Work instructions
Convert the lines below into a JSON list of strings, one string per line, leaving out any blank lines.

################

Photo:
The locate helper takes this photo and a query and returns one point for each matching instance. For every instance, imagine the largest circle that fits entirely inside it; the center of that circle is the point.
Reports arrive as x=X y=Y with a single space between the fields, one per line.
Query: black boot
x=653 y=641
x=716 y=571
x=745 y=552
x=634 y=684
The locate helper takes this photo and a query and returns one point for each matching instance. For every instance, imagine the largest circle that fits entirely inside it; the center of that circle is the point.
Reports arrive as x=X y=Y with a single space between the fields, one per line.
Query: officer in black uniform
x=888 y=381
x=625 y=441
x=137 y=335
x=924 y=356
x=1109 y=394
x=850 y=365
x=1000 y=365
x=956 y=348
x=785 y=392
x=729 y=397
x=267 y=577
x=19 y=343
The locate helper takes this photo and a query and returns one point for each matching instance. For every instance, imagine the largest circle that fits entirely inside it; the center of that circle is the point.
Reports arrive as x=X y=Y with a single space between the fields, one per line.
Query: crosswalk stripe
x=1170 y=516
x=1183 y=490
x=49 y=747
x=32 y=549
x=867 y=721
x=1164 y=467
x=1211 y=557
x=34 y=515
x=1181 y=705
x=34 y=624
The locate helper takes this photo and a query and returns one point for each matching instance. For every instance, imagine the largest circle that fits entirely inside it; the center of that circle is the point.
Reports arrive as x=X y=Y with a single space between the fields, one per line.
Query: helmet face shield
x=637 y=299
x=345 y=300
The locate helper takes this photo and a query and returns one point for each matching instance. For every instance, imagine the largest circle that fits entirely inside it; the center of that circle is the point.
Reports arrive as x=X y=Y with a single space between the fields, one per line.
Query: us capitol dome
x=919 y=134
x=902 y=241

################

Exercise output
[
  "Photo:",
  "The locate helper takes this photo and a query and returns one point for each matching instance. For every instance, imagine the largest circle that fits entirely inside it; the center of that circle is the point.",
  "Reports arrive as x=X y=Y with a single space between the fields, one per line.",
  "Query: black boot",
  "x=653 y=641",
  "x=716 y=571",
  "x=745 y=552",
  "x=634 y=684",
  "The locate helper takes this photo and a query and returns one point for each matching instance. For every instance, imagine the largest circle that fits entirely inside it; the center of that circle is the point.",
  "Reports arrive as x=X y=Y with a single space between the fields, one per line.",
  "Query: officer in black uniform",
  "x=888 y=381",
  "x=625 y=441",
  "x=137 y=335",
  "x=924 y=356",
  "x=1109 y=394",
  "x=850 y=365",
  "x=1000 y=365",
  "x=956 y=348",
  "x=785 y=392",
  "x=729 y=397",
  "x=267 y=577",
  "x=19 y=343",
  "The locate helper takes this photo and a query and returns one point for each matching instance. For every instance, imagine the largest circle that fits entirely inside it; the center of that circle is the point.",
  "Reports arrive as x=X y=Y with a single space between the fields, one per line.",
  "Query: crosswalk stripe",
  "x=1170 y=516",
  "x=1183 y=490",
  "x=49 y=747",
  "x=32 y=549",
  "x=867 y=721",
  "x=1164 y=467",
  "x=1211 y=557",
  "x=34 y=515",
  "x=1181 y=705",
  "x=34 y=624",
  "The locate helper takes this photo and a query and returns one point for each matching instance. For every instance, imagine the largest circle that fits entirely inside it; the center of that circle is the point.",
  "Reports arrive as x=X y=Y with a single space between the fields, one per line.",
  "Query: helmet face shield",
  "x=637 y=299",
  "x=345 y=300",
  "The locate helper takes this photo and a query and returns one point for each matching instance. For every instance, imagine the largest circle that fits entirely inside it; the center of that circle is the point.",
  "Reports arrive as x=X y=Y with a single space between the fields, one per line.",
  "Query: us capitol dome",
  "x=919 y=134",
  "x=902 y=241"
]